### Data supplied
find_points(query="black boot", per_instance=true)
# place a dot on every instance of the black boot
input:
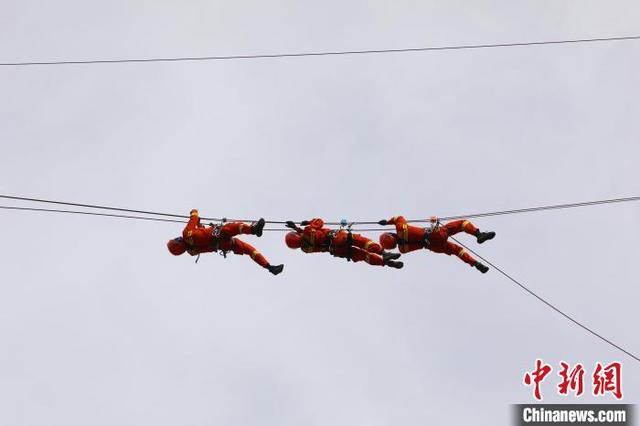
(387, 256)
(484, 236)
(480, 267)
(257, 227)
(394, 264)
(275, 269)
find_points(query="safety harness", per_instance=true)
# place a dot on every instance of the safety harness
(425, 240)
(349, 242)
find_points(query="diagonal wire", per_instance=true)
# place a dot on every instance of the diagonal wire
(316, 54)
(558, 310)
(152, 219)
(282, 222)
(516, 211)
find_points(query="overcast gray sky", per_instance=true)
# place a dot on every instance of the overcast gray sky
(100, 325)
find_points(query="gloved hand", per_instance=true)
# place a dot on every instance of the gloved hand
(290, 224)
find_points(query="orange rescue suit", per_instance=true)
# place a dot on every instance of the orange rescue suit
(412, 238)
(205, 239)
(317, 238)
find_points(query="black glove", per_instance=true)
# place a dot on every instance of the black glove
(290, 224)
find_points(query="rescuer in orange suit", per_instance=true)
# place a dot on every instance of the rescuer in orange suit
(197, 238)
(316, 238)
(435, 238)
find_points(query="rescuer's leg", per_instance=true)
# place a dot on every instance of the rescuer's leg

* * *

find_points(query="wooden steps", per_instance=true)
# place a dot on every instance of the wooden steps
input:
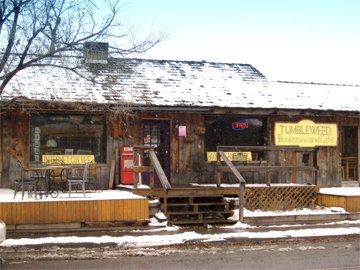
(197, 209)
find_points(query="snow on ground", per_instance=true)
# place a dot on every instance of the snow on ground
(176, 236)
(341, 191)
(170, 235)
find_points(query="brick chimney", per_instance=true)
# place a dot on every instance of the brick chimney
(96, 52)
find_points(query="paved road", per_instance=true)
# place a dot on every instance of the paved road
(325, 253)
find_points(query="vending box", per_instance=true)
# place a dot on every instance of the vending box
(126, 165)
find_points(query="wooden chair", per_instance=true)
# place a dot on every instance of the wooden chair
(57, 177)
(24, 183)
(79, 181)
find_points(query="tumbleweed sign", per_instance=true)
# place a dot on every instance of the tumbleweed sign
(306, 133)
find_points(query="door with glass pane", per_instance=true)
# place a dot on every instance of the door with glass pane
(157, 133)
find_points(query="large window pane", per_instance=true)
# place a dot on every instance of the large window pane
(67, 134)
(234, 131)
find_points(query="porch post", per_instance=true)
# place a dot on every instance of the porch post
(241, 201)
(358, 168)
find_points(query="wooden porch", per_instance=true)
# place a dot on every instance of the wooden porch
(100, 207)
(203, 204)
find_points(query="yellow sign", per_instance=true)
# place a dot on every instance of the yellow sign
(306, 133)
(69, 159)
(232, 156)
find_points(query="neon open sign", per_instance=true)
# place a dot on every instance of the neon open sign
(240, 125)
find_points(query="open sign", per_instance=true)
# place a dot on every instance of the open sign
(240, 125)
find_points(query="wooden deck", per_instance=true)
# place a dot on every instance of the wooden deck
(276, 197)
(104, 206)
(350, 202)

...

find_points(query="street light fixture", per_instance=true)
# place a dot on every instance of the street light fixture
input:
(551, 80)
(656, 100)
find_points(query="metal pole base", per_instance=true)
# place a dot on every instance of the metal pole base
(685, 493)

### Given instruction
Count the lines in the records above that contain the string "orange", and reply with the number alone.

### Solution to the problem
4